Your task
Search term "positive": copy each line of the data containing it.

Records for processing
-------------------------

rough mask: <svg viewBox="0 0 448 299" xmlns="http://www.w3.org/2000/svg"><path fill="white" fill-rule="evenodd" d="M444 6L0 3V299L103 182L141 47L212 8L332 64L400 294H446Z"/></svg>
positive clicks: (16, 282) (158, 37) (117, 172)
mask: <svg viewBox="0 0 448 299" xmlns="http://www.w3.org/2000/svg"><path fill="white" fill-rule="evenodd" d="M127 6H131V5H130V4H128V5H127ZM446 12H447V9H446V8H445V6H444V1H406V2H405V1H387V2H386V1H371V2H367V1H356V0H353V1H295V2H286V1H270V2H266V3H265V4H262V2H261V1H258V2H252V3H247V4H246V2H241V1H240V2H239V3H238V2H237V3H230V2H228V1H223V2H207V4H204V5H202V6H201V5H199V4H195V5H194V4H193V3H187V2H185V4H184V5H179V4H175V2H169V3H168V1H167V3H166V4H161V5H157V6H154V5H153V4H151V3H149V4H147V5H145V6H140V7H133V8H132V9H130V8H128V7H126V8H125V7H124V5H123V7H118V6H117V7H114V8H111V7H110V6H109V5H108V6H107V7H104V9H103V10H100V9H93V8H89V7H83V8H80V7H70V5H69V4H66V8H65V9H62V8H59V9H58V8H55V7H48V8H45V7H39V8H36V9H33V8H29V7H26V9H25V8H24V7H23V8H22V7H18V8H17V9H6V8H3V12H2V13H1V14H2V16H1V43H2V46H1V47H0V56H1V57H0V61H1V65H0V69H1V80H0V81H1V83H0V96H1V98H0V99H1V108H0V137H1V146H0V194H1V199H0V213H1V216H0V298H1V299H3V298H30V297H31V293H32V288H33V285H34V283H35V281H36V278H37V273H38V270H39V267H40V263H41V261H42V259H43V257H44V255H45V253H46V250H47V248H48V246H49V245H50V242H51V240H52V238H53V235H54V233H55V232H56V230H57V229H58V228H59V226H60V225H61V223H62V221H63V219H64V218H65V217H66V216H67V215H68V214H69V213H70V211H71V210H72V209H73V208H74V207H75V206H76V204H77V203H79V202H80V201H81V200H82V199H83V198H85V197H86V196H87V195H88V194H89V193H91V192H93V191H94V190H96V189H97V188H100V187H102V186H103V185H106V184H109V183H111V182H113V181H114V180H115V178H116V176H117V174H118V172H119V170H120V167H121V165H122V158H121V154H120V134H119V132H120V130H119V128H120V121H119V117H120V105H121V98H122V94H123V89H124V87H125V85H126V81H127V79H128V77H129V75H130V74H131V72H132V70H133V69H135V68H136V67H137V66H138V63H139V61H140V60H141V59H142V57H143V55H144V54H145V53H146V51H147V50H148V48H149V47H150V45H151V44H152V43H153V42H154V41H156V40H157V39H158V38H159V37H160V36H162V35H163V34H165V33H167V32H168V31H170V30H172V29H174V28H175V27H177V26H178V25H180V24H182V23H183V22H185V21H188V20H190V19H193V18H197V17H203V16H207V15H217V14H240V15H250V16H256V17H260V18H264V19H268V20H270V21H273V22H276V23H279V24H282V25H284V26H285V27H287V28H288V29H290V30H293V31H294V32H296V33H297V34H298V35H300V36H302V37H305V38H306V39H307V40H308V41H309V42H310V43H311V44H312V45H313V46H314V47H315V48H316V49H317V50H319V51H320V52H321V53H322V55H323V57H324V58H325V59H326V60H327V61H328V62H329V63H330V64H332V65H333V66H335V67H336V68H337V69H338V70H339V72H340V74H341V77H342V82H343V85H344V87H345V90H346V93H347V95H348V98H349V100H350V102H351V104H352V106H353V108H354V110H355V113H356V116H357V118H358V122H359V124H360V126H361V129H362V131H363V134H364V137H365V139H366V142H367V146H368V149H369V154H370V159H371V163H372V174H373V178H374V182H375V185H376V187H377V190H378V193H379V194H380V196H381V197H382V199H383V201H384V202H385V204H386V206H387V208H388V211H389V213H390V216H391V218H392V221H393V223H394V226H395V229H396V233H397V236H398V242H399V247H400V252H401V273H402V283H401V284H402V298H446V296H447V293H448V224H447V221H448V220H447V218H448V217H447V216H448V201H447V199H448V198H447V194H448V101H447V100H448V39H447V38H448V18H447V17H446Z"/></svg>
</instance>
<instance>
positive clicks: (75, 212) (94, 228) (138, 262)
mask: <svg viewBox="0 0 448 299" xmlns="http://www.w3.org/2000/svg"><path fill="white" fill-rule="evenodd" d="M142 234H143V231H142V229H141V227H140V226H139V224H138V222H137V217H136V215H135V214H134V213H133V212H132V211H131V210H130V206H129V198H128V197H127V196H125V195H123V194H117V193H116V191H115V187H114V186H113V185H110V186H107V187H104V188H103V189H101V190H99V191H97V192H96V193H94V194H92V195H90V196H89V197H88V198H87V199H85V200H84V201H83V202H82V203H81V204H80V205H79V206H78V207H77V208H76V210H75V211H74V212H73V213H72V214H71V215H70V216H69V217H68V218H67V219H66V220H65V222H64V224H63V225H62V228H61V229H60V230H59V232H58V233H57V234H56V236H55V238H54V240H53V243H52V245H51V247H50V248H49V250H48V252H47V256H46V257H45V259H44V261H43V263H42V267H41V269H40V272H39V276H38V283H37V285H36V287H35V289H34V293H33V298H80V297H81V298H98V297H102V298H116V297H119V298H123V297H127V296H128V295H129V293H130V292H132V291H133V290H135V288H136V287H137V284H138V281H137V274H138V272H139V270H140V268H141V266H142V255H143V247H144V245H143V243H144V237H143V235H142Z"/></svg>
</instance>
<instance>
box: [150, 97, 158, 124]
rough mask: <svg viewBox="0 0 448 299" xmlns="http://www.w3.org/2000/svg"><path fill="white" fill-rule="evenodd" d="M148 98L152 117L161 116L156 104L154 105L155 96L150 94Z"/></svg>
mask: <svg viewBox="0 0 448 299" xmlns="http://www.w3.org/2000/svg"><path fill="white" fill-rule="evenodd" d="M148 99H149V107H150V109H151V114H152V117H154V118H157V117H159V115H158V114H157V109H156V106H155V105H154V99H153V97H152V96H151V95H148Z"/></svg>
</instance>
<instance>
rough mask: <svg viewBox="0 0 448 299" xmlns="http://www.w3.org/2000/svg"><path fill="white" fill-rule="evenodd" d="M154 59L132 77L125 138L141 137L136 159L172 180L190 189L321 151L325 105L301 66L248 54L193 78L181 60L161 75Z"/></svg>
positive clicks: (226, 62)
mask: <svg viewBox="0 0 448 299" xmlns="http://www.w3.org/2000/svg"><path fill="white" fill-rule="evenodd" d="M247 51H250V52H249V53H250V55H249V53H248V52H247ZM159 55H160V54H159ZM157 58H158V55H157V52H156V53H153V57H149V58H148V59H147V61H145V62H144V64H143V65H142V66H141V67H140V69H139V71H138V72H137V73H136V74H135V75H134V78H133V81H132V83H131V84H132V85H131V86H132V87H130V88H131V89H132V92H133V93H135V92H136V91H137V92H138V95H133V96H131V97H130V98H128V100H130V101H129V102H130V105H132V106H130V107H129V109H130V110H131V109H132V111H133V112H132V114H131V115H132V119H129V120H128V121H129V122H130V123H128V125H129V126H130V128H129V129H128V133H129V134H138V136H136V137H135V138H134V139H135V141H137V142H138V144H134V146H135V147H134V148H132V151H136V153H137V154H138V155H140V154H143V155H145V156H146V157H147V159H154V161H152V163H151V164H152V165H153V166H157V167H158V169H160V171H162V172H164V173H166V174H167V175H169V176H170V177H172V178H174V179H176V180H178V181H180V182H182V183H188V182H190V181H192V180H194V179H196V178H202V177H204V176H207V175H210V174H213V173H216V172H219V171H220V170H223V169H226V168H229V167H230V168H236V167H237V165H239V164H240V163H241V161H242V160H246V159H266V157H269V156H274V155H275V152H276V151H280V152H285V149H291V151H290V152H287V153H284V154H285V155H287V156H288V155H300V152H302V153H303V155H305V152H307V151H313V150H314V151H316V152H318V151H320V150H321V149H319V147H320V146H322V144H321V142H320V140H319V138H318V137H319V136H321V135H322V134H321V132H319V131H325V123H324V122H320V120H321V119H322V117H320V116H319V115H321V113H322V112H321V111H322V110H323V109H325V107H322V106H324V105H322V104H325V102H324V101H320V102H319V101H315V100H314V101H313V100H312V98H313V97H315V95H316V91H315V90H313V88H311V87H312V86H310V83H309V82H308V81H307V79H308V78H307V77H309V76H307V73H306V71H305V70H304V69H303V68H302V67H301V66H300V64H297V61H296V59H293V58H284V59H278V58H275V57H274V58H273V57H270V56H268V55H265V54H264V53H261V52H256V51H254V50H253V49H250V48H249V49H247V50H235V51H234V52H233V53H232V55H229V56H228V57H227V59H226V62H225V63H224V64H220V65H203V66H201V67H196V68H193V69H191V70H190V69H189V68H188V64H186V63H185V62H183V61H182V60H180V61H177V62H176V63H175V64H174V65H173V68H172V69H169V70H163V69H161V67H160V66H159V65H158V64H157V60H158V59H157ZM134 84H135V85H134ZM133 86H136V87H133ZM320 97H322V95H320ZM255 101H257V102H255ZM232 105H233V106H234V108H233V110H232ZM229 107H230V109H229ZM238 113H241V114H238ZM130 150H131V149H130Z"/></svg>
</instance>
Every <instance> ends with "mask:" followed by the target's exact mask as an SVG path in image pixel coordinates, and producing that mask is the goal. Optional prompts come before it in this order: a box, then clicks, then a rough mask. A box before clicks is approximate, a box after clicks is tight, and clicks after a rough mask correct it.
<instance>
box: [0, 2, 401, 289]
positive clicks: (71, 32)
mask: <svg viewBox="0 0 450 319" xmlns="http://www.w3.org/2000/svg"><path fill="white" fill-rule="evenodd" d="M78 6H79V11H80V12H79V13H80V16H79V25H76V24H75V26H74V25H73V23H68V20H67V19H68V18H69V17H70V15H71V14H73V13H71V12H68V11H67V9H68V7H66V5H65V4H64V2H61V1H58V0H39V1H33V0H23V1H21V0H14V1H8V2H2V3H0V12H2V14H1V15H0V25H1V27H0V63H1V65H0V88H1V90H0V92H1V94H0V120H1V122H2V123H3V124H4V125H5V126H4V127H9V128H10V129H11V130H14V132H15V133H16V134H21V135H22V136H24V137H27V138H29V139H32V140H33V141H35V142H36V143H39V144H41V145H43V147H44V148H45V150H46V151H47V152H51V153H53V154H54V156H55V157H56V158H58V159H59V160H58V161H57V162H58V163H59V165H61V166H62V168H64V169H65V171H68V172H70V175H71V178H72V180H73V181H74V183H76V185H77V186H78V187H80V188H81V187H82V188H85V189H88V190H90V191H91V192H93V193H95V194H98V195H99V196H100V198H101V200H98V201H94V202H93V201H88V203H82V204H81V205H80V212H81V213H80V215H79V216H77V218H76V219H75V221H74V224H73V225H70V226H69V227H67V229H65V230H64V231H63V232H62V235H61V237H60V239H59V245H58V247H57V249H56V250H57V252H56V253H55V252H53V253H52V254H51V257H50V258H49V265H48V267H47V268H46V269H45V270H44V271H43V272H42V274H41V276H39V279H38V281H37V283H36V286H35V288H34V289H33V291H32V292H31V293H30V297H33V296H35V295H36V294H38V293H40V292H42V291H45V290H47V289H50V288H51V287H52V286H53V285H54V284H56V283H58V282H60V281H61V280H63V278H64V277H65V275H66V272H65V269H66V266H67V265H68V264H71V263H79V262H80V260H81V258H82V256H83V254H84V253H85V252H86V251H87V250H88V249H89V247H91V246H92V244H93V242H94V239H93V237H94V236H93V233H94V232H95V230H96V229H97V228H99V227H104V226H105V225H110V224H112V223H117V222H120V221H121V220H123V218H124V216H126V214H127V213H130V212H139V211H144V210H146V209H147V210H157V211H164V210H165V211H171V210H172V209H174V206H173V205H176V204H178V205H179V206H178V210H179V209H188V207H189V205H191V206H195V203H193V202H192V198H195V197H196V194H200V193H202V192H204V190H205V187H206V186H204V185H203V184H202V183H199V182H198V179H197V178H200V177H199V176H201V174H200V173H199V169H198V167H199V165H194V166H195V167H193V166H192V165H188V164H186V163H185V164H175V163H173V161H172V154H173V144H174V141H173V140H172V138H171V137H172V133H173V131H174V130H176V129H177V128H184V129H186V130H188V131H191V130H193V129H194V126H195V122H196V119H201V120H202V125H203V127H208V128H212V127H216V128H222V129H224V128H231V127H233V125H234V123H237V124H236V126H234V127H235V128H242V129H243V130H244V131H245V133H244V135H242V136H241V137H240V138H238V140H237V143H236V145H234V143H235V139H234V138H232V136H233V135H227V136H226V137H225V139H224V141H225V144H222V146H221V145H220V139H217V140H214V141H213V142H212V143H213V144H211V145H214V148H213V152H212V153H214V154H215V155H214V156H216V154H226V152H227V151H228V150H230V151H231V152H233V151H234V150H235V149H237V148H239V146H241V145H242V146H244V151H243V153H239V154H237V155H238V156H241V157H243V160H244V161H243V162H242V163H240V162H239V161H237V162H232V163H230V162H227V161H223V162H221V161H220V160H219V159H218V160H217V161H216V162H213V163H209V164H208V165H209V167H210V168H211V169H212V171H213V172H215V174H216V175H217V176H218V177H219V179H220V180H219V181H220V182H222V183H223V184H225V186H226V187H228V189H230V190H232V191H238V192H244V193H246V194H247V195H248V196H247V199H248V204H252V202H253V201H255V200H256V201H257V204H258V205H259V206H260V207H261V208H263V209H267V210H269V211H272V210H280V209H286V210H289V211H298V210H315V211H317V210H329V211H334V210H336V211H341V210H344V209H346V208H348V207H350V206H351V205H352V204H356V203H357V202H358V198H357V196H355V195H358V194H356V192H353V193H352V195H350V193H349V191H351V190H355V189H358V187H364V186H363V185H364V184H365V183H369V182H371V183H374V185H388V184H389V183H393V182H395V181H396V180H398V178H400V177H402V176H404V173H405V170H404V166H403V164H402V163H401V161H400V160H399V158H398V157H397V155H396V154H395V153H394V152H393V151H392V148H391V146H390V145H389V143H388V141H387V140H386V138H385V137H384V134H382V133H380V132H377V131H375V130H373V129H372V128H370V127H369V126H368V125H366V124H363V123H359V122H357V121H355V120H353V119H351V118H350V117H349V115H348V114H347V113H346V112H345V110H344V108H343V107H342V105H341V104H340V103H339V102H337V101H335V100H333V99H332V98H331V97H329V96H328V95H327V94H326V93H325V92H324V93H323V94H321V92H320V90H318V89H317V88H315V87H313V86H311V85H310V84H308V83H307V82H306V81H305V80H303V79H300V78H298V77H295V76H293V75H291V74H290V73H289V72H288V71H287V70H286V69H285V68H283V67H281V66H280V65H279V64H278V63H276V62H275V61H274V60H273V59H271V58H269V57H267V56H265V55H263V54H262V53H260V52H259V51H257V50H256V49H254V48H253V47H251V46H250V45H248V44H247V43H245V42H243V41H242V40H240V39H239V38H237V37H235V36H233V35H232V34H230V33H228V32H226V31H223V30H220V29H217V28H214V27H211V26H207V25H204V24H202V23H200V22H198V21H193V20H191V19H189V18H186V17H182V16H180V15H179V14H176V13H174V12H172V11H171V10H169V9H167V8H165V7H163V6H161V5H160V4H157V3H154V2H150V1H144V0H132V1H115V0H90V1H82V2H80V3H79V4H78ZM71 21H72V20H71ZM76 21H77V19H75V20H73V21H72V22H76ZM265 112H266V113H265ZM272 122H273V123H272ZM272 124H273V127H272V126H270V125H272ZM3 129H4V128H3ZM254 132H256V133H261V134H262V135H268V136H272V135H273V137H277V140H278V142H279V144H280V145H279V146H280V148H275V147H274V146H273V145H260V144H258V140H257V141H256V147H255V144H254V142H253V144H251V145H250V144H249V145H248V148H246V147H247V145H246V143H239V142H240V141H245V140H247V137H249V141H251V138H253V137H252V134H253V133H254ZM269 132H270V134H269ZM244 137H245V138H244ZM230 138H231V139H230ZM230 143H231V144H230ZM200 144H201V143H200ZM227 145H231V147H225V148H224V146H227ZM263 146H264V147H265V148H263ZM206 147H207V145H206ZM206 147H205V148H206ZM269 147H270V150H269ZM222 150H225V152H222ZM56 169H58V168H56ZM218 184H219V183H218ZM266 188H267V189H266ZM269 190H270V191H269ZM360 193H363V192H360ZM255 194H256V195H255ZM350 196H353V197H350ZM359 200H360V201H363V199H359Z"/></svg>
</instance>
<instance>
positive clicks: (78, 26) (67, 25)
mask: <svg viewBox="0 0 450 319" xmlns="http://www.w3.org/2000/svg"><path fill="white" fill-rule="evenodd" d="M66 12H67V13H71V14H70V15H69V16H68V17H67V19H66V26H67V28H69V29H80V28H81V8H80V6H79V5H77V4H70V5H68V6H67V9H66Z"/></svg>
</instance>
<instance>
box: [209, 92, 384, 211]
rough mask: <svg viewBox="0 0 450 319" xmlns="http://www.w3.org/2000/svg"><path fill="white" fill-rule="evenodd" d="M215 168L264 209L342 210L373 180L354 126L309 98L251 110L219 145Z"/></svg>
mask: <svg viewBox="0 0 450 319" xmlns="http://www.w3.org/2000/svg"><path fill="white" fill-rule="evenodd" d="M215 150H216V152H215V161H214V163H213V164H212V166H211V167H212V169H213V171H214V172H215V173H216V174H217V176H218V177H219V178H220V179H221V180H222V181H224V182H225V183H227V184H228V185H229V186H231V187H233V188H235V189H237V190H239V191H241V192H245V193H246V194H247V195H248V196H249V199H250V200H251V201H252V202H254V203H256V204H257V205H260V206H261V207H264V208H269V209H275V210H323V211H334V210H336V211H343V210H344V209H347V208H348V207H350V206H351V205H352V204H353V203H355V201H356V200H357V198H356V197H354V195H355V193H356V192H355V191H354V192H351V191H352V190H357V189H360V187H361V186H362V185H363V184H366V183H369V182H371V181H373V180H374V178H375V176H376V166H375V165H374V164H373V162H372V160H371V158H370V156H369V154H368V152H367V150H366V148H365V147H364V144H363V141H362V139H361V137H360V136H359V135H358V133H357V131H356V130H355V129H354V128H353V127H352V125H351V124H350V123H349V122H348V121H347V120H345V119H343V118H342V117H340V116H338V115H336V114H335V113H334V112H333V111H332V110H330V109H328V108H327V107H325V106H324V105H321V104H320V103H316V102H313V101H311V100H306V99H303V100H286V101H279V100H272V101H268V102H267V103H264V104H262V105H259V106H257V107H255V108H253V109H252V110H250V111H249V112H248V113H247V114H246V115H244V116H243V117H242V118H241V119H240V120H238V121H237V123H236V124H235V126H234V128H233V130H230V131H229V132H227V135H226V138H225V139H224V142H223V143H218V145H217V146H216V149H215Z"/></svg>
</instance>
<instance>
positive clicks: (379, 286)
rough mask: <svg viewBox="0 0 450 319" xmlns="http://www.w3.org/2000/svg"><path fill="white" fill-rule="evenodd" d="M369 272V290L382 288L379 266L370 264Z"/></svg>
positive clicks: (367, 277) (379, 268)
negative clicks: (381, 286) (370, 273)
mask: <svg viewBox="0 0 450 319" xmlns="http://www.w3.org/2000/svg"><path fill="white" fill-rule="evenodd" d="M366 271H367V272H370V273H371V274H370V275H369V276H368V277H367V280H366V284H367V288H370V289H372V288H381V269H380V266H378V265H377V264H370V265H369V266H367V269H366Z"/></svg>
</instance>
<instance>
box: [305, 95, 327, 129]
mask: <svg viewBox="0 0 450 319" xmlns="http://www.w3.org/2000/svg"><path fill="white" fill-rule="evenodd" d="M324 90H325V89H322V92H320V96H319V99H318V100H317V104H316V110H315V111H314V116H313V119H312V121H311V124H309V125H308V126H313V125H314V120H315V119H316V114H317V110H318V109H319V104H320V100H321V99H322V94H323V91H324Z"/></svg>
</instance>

-------------------------

Result of the exercise
positive clicks: (16, 282) (158, 37) (117, 172)
positive clicks: (75, 212) (94, 228) (138, 262)
positive clicks: (226, 62)
positive clicks: (71, 32)
positive clicks: (78, 26) (67, 25)
positive clicks: (379, 286)
positive clicks: (367, 277) (379, 268)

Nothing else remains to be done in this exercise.